**SOURCE PASSAGE:**
^^^^^^^^
That meant to be a release valve from the pressures of life has itself become a pressure of life. The world has once again been turned upside down. Entertainment is given eternal worth. We are obsessed with fitness and the way we look. There is a spirit of competition in our marriages and families. Spouses are competitors instead of teammates. Parents push obsessively for children to “win!” We live in a fantasy world of “fantasy leagues.” We are an activity obsessed society. From ballet to baseball games we rush from one activity to another.  

What’s wrong with being involved in sports? Isn’t it a good thing to be more active? Doesn’t it promote health? In moderation perhaps, but there is little moderately done when it comes to sporting activity. Our priorities are out of whack. Our service to the Lord has become just another activity to be squeezed into our life. That is, unless it competes with our athletic events. Then we choose sports over church. We prefer the “game” over God. He’s just another common part of our games in life. This is blasphemous. God is Holy. He is anything but common. “’To whom then will you liken Me, or to whom shall I be equal?’ says the Holy One” (Is. 40:25; cf. also Ex. 9:14; Is. 46:9; 48:11). We shower love on our sports idols. We give little love to God who gave His all for us (e.g. Jer. 2:11-13; Rom. 5:8; 1 John 5:21).  

Samson approached life like a sport. He saw himself in the Hall of Fame. By God’s grace he made it into His Hall of Faith (Heb. 11:32). But Samson was busy making his legend. He had little time for God or His calling. He prayed only self-centered prayers, if he prayed at all. He saw women as conquests. He was proud of his prowess. Life was his gym and he was its gym rat. He ripped up lions for sport. He was busy playing games. He challenged competition with riddles. When his opponents cheated he killed thirty men (Judges 14). His sport was important to him.

Samson ripped up his enemies’ city gates, posts and all. He lifted them up like a medal. He pranced up a hill like ascending a podium. With the gates, on top of the hill, it was as though he was saying, “Look at me!” “You can’t stop me!” (Judges 16:1ff.). It was always about “me.”

Samson saw his wife as a trophy. When she was given to another he sportingly caught 300 foxes. He tied their tails together. He put a torch between each pair of tail-tied foxes and then let them  loose in the fields of the Philistines. Who does that? Who comes up with such a plan? It’s Jokeresque. It’s sinister. It was not something done in the Spirit. It was the crazed impulse of a man bent on revenge. It was second nature to this sporting man who played by his own set of rules (Judges 15:1-7).
^^^^^^^^
**WORK INSTRUCTIONS:**
A – Answer these questions from the passage on sports and Samson:
(i) How many men did Samson kill when his opponents cheated?
(ii) How many foxes did Samson catch when his wife was given to another?
(iii) What verse reference is given for Samson making it into God's Hall of Faith?
B – Repeat a portion of the passage on sports and Samson word for word, beginning at the words "Samson saw his" and stopping after "rules (Judges 15:1-7).".
^^^^^^^^
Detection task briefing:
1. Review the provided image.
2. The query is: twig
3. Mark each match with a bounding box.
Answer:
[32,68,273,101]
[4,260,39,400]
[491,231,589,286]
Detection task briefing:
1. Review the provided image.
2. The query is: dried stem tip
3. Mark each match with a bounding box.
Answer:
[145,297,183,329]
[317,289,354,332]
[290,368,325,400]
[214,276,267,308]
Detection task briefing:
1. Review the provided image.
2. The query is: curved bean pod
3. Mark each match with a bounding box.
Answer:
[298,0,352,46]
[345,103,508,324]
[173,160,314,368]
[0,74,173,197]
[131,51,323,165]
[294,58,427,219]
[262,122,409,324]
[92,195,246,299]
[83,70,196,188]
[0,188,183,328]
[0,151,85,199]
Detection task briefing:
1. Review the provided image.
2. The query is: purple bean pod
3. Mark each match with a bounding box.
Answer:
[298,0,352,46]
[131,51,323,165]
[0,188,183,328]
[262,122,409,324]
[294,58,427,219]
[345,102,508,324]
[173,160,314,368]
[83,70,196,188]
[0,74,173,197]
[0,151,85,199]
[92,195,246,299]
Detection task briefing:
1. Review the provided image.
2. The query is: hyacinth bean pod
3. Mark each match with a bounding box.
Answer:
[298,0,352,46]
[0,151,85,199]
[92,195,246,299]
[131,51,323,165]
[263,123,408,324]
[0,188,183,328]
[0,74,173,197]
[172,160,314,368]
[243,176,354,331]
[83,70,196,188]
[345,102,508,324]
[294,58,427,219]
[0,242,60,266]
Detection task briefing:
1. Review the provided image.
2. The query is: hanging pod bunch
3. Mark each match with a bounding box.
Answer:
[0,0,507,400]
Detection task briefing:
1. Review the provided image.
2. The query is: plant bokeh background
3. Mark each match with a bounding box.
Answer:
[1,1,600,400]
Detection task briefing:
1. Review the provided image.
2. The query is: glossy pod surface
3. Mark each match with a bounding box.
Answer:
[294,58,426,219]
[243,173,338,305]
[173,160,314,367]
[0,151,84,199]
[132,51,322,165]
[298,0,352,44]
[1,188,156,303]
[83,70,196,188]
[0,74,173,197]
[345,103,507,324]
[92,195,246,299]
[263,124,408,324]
^^^^^^^^
**TASK RESPONSES:**
A –
(i) Thirty
(ii) 300
(iii) Heb. 11:32

B –
Samson saw his wife as a trophy. When she was given to another he sportingly caught 300 foxes. He tied their tails together. He put a torch between each pair of tail-tied foxes and then let them  loose in the fields of the Philistines. Who does that? Who comes up with such a plan? It’s Jokeresque. It’s sinister. It was not something done in the Spirit. It was the crazed impulse of a man bent on revenge. It was second nature to this sporting man who played by his own set of rules (Judges 15:1-7).